● Text to read:

>>

See attached for full submission

Discussion
The Chairperson stated that Mr Molopi was very clear, since there were no questions or comments from the Members.

Freedom of Religion SA (FORSA)
Ms Daniela Ellerbeck, Attorney and Legal Advisor for Freedom of Religion South Africa, stated that their submission will be brief and provide a unique perspective that would assist the Committee in drafting a law that practically benefits South Africa.

Ms Liesl Pretorius, Attorney and Legal Advisor at Freedom of Religion South Africa, stated that Section 15 of the Constitution – Freedom of Religion, Belief, and Opinion ("religious freedom") – states that everyone has the right to freedom of conscience, religion, thought, belief, and opinion. On constitutional considerations, she mentioned that the state has a duty to respect and protect the religious convictions and beliefs of those believers who choose to meet together to practice their faith. Section 7(2) of the Constitution requires the state to respect, protect, promote, and fulfil all the rights in the Bill of Rights, and Section 8(1) of the Constitution states that the Bill of Rights applies to all laws and binds the state, including Parliament.

She stated that their procedural concern is the Constitution Eighteenth Amendment Bill [B18-2021], which attempted to amend Section 25 of the Constitution to allow expressly for expropriation without compensation (EWC) but was rejected by Parliament on 07 December 2021. She mentioned that this opens the Expropriation Bill to an immediate constitutional challenge because it cannot circumvent the Constitution by empowering the Minister of Public Works and Infrastructure to expropriate property for "nil compensation" since it would be against the rule of law (specifically, the principle of legality).

She mentioned that FORSA requests to obtain a declaratory order from the Constitutional Court regarding whether "nil compensation to be paid" (i.e., EWC), as proposed in clauses 12(3) and (4) of the Bill, qualifies as "just and equitable" payment (i.e., is constitutional) as contemplated in Sec. 25(8) of the Constitution. She stated that their substantive concern is that, since the Expropriation Bill intends to deal with the expropriation of immovable property (specifically land) and appropriate affected land-related property rights and not movable and intellectual property, the definition of property must be corrected. She mentioned that vague terms prevent legal certainty and are open to abuse.

<<

● Material supplied:
>>

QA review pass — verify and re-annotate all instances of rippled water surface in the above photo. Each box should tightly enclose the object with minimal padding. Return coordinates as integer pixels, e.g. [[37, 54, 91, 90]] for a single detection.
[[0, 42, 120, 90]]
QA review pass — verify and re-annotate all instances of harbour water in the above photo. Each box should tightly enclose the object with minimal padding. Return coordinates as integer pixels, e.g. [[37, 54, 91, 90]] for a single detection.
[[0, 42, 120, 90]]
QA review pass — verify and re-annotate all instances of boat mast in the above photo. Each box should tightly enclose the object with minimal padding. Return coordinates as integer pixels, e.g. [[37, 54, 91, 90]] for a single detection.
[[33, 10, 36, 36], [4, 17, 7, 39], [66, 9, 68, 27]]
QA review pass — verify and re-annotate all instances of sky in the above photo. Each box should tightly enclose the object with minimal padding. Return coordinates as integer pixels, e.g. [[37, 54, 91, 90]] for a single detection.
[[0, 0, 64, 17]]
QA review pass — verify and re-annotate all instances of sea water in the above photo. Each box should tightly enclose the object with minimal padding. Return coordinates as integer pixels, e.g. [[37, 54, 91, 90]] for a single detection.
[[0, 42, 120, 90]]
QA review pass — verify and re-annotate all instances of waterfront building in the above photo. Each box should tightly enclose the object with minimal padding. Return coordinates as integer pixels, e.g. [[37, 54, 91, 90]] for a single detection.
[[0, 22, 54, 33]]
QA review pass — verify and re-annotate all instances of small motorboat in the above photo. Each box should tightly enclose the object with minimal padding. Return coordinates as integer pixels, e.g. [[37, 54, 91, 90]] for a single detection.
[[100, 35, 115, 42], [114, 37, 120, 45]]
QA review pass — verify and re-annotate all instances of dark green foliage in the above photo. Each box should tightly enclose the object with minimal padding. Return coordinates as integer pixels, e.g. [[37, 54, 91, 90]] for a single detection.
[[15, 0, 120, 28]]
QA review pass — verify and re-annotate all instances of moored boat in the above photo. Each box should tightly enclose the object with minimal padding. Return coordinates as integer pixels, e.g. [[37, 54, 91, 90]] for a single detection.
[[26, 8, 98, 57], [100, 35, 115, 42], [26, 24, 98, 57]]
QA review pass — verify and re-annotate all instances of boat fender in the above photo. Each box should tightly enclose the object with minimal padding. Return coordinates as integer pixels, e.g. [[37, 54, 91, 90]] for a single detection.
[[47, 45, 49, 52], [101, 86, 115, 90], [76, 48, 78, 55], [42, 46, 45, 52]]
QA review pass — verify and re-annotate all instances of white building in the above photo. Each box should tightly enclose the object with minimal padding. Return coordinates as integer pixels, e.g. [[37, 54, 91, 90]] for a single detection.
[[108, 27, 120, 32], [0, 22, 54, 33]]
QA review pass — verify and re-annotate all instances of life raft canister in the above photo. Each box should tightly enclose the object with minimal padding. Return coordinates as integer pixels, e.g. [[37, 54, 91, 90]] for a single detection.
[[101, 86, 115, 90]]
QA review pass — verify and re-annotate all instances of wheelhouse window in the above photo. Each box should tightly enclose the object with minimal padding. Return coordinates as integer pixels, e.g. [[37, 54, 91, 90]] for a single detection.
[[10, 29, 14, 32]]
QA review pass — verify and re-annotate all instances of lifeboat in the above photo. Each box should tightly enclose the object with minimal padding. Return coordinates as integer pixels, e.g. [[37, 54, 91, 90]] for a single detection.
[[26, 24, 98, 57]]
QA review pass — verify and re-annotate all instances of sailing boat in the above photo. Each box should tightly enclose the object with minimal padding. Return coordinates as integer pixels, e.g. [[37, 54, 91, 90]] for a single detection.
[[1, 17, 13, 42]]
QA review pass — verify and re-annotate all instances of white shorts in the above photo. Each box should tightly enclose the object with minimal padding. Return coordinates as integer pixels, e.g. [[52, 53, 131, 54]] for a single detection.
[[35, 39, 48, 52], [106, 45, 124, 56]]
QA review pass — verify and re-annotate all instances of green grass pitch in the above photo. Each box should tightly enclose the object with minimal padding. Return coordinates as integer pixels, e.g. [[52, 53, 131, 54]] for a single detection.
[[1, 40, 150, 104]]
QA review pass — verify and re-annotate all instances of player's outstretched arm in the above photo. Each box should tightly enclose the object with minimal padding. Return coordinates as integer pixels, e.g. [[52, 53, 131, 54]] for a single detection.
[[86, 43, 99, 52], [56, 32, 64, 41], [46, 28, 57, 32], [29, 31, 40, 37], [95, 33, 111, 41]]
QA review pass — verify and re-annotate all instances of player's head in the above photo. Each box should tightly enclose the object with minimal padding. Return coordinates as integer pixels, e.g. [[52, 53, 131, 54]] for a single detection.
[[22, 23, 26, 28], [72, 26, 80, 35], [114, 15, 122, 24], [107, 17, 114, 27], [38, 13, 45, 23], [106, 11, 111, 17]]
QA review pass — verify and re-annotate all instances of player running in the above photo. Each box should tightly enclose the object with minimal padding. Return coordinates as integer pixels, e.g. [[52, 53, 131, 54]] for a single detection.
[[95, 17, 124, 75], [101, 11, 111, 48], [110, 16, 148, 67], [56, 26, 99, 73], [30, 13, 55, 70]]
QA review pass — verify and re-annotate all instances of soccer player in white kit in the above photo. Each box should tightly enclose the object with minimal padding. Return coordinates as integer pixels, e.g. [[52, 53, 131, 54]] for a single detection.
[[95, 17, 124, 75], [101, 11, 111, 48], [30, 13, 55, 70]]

<<

● Objective A: Check each statement against the committee minutes and answer yes or no, quoting the deciding words. (i) Parliament rejected the Constitution Eighteenth Amendment Bill on 07 December 2021. (ii) The Members asked Mr Molopi several questions about his submission. (iii) FORSA's substantive concern includes correcting the Bill's definition of property.
● Objective B: Reproduce the committee minutes verbatim, starting at "See attached for" and ending at "benefits South Africa.".

● Right answer A:
(i) Yes: "was rejected by Parliament on 07 December 2021"
(ii) No: "there were no questions or comments from the Members"
(iii) Yes: "the definition of property must be corrected"

● Right answer B:
See attached for full submission

Discussion
The Chairperson stated that Mr Molopi was very clear, since there were no questions or comments from the Members.

Freedom of Religion SA (FORSA)
Ms Daniela Ellerbeck, Attorney and Legal Advisor for Freedom of Religion South Africa, stated that their submission will be brief and provide a unique perspective that would assist the Committee in drafting a law that practically benefits South Africa.